--- start of Entries ---
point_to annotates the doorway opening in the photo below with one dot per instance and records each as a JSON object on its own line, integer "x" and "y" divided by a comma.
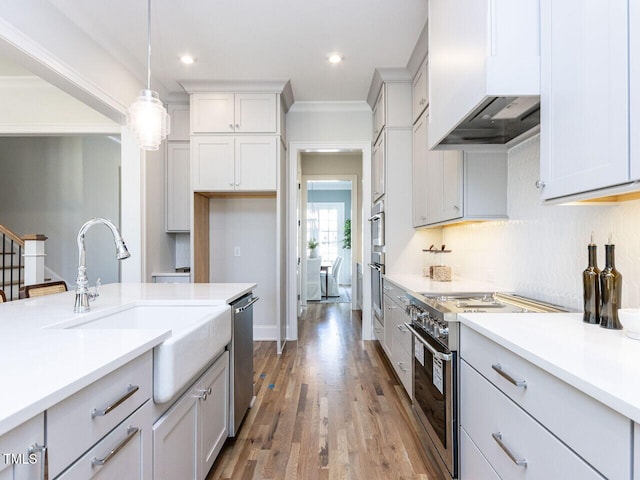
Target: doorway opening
{"x": 329, "y": 223}
{"x": 336, "y": 162}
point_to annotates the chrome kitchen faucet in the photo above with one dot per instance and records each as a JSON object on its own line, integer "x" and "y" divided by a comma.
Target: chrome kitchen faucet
{"x": 83, "y": 296}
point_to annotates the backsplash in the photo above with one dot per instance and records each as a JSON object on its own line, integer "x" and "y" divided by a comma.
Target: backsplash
{"x": 541, "y": 250}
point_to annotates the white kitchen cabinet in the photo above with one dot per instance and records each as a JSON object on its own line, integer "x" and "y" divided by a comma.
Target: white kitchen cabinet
{"x": 178, "y": 186}
{"x": 234, "y": 113}
{"x": 189, "y": 436}
{"x": 419, "y": 171}
{"x": 499, "y": 379}
{"x": 124, "y": 453}
{"x": 21, "y": 454}
{"x": 479, "y": 50}
{"x": 78, "y": 422}
{"x": 584, "y": 141}
{"x": 378, "y": 169}
{"x": 379, "y": 115}
{"x": 397, "y": 337}
{"x": 179, "y": 126}
{"x": 420, "y": 91}
{"x": 513, "y": 443}
{"x": 234, "y": 163}
{"x": 466, "y": 186}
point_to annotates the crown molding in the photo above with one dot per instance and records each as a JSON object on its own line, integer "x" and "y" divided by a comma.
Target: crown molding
{"x": 347, "y": 106}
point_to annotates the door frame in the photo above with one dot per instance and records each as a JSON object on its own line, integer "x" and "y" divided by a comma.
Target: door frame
{"x": 355, "y": 229}
{"x": 293, "y": 246}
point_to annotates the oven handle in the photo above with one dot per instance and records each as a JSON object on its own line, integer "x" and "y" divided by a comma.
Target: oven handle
{"x": 445, "y": 357}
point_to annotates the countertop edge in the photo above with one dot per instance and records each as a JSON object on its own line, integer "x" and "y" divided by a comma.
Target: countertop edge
{"x": 587, "y": 387}
{"x": 29, "y": 411}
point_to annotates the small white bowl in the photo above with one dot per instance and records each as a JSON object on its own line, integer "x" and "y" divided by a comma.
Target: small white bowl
{"x": 630, "y": 319}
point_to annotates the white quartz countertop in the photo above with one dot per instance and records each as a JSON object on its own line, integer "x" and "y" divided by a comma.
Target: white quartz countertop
{"x": 42, "y": 366}
{"x": 420, "y": 284}
{"x": 604, "y": 364}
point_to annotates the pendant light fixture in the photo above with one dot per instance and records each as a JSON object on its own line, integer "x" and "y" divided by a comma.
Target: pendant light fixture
{"x": 147, "y": 117}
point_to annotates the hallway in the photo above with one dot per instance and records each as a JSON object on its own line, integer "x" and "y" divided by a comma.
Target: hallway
{"x": 328, "y": 408}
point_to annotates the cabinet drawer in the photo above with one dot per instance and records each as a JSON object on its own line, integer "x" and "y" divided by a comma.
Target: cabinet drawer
{"x": 473, "y": 465}
{"x": 571, "y": 415}
{"x": 489, "y": 417}
{"x": 126, "y": 452}
{"x": 73, "y": 426}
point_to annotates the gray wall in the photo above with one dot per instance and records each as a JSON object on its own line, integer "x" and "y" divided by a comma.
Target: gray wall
{"x": 52, "y": 185}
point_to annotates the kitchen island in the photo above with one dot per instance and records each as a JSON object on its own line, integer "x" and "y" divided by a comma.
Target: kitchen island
{"x": 46, "y": 364}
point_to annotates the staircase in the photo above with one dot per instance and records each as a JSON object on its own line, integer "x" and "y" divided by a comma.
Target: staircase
{"x": 11, "y": 263}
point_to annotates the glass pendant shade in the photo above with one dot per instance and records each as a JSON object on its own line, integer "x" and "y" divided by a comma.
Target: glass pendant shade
{"x": 148, "y": 120}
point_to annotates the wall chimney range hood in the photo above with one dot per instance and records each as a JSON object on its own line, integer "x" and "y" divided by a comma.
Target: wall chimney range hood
{"x": 484, "y": 69}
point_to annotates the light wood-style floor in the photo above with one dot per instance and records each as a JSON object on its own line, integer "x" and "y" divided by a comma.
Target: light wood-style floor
{"x": 327, "y": 408}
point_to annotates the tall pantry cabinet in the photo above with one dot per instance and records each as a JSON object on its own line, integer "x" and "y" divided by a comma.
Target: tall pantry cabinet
{"x": 237, "y": 141}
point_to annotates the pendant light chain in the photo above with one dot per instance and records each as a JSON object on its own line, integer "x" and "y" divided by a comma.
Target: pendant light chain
{"x": 149, "y": 44}
{"x": 147, "y": 118}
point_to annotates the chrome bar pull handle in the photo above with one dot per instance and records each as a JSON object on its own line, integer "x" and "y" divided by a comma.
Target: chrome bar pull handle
{"x": 131, "y": 390}
{"x": 131, "y": 432}
{"x": 498, "y": 438}
{"x": 518, "y": 383}
{"x": 44, "y": 455}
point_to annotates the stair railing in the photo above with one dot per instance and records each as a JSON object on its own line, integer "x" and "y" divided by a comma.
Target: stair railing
{"x": 13, "y": 247}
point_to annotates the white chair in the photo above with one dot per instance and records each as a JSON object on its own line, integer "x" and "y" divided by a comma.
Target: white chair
{"x": 333, "y": 284}
{"x": 313, "y": 278}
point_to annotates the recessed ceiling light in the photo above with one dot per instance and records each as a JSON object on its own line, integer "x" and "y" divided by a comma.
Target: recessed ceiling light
{"x": 187, "y": 59}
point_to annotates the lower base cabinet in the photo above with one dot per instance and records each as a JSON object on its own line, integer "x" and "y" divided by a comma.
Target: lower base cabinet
{"x": 123, "y": 453}
{"x": 188, "y": 437}
{"x": 21, "y": 459}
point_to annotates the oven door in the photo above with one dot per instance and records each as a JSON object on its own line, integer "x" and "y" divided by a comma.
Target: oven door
{"x": 377, "y": 229}
{"x": 435, "y": 396}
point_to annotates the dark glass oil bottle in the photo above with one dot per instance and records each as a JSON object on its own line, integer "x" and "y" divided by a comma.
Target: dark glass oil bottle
{"x": 611, "y": 291}
{"x": 591, "y": 288}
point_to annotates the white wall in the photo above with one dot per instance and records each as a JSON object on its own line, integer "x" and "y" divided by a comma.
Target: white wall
{"x": 52, "y": 185}
{"x": 250, "y": 225}
{"x": 541, "y": 250}
{"x": 160, "y": 246}
{"x": 329, "y": 122}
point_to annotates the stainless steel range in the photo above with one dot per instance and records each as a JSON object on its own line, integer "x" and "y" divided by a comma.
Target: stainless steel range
{"x": 435, "y": 361}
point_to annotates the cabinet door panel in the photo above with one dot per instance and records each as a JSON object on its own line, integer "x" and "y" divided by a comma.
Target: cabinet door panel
{"x": 584, "y": 96}
{"x": 212, "y": 113}
{"x": 175, "y": 453}
{"x": 256, "y": 163}
{"x": 178, "y": 187}
{"x": 213, "y": 413}
{"x": 419, "y": 172}
{"x": 451, "y": 185}
{"x": 212, "y": 163}
{"x": 255, "y": 113}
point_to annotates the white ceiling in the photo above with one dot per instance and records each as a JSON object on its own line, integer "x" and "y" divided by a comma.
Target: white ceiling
{"x": 257, "y": 40}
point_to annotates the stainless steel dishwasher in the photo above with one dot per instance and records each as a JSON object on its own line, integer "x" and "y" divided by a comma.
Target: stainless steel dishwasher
{"x": 241, "y": 354}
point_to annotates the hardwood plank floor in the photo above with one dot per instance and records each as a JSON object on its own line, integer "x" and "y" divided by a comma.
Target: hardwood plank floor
{"x": 328, "y": 408}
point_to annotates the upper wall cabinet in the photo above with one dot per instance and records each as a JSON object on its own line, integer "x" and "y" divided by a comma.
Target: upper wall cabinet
{"x": 234, "y": 113}
{"x": 484, "y": 71}
{"x": 180, "y": 130}
{"x": 466, "y": 186}
{"x": 420, "y": 90}
{"x": 392, "y": 108}
{"x": 585, "y": 97}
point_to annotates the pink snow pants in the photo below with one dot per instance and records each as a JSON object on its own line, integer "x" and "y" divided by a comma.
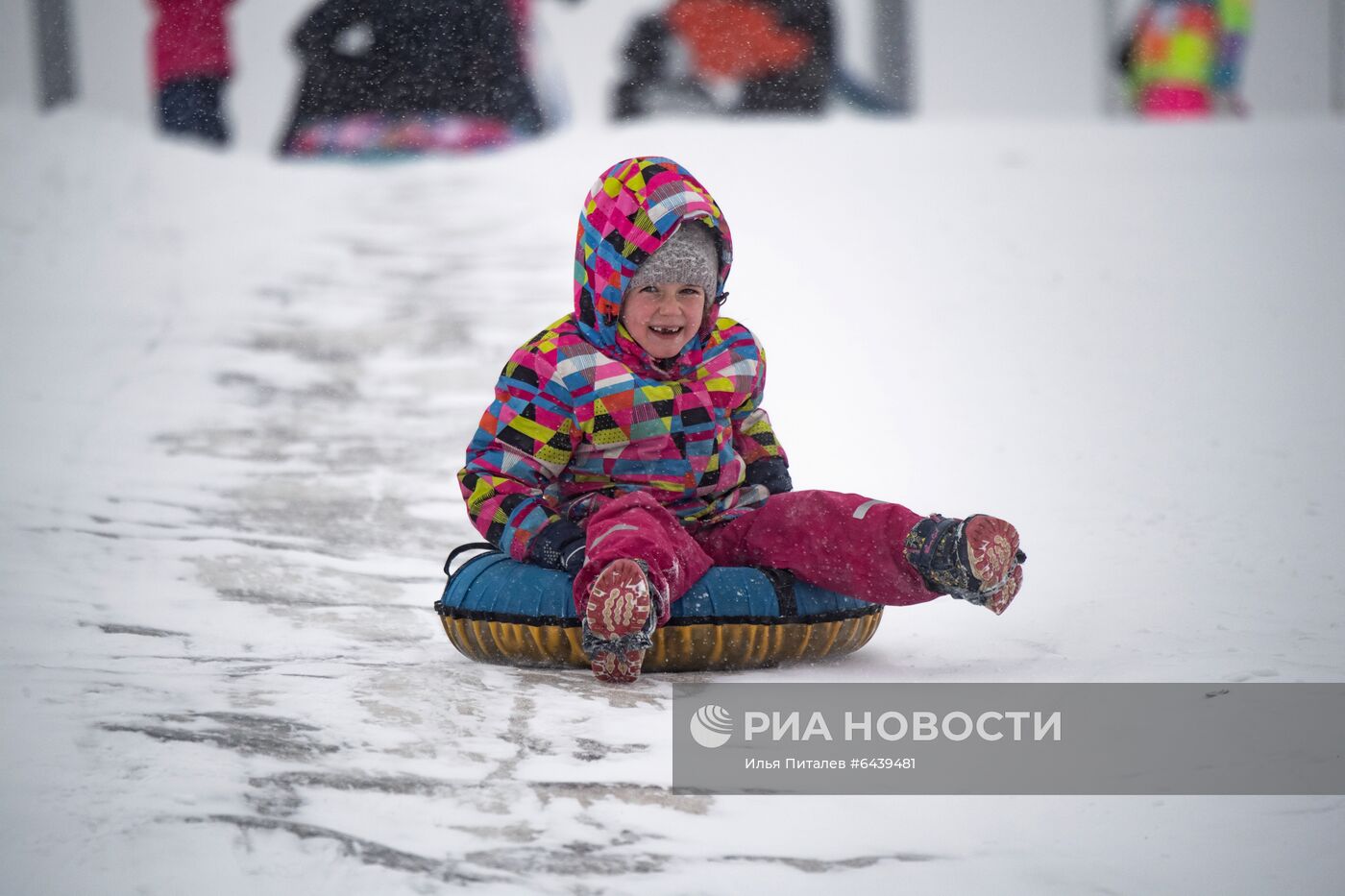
--- end of Entries ---
Your instructions: Quote the rows verbatim, beginning with the line that contains "point_to annotates the stainless steel range" and continuing through the end of the rows, leaving out the pictures.

Exercise result:
point_to annotates the stainless steel range in the photo above with one dot per instance and records each as a JSON object on its own line, integer "x" and "y" divided by a comma.
Target: stainless steel range
{"x": 435, "y": 361}
point_to annotates the cabinet door panel in the photo above with one dot per instance and records each as a JSON object on its own line, integer "x" and "y" divided by a comma.
Target: cabinet door panel
{"x": 584, "y": 96}
{"x": 212, "y": 113}
{"x": 175, "y": 453}
{"x": 256, "y": 163}
{"x": 178, "y": 187}
{"x": 213, "y": 413}
{"x": 419, "y": 172}
{"x": 451, "y": 185}
{"x": 212, "y": 163}
{"x": 255, "y": 113}
point_to annotates the white ceiling in the photo above with one dot per instance and records each as a JSON object on its own line, integer "x" and "y" divided by a comma.
Target: white ceiling
{"x": 257, "y": 40}
point_to annotates the stainless steel dishwasher in the photo above with one dot per instance and records each as a JSON object on its own line, integer "x" and "y" divided by a comma.
Target: stainless steel dishwasher
{"x": 241, "y": 354}
point_to annotates the hardwood plank floor in the photo above with one dot per instance and records each as a JSON object on its own line, integer "x" and "y" divided by a comma.
Target: hardwood plank floor
{"x": 328, "y": 408}
point_to annotates the upper wall cabinet in the photo above with one dot per instance and records each as a JSON object on its own line, integer "x" and "y" divided by a comma.
Target: upper wall cabinet
{"x": 234, "y": 113}
{"x": 484, "y": 71}
{"x": 180, "y": 130}
{"x": 466, "y": 186}
{"x": 420, "y": 90}
{"x": 392, "y": 108}
{"x": 585, "y": 97}
point_to annotates the pink snow pants in the photo below with one dot per instance and records each as a JSON object on its own line, integer "x" and "y" divided by a comma.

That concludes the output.